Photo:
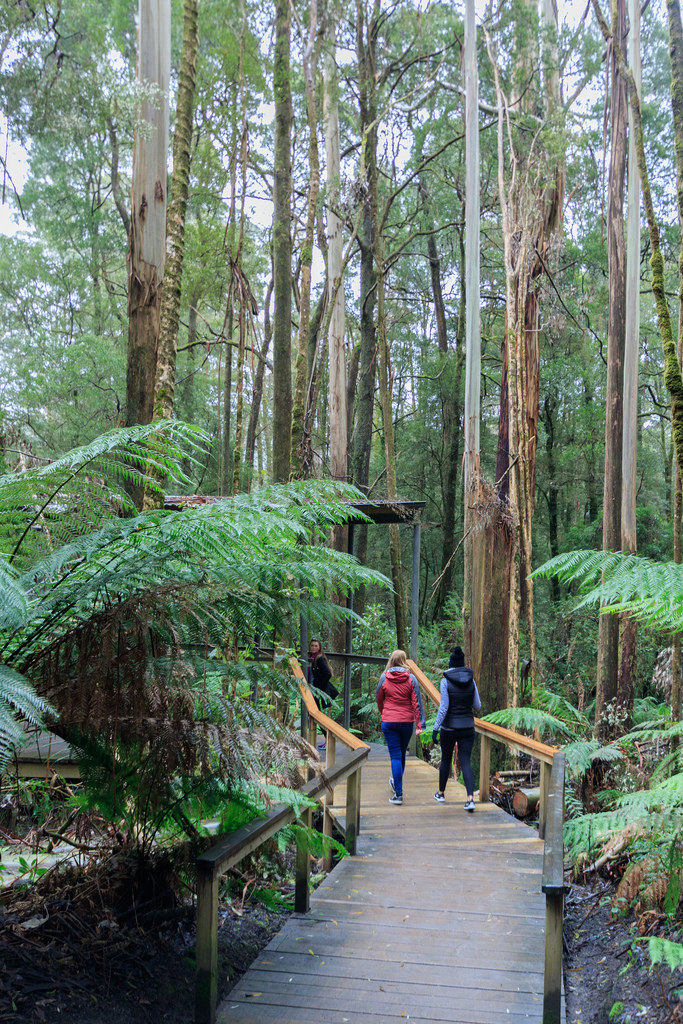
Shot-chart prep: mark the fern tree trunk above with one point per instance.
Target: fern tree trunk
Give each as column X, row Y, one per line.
column 629, row 630
column 387, row 423
column 608, row 633
column 147, row 224
column 282, row 249
column 300, row 465
column 175, row 226
column 530, row 203
column 361, row 435
column 676, row 53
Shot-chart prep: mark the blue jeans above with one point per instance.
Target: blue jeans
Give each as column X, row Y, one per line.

++++++++++++++++++++

_Assigned task_
Extract all lines from the data in which "trunk" is found.

_Task response_
Shot-chart prep: mark the fern tree trunk above with one point per instance.
Target: fern tree trunk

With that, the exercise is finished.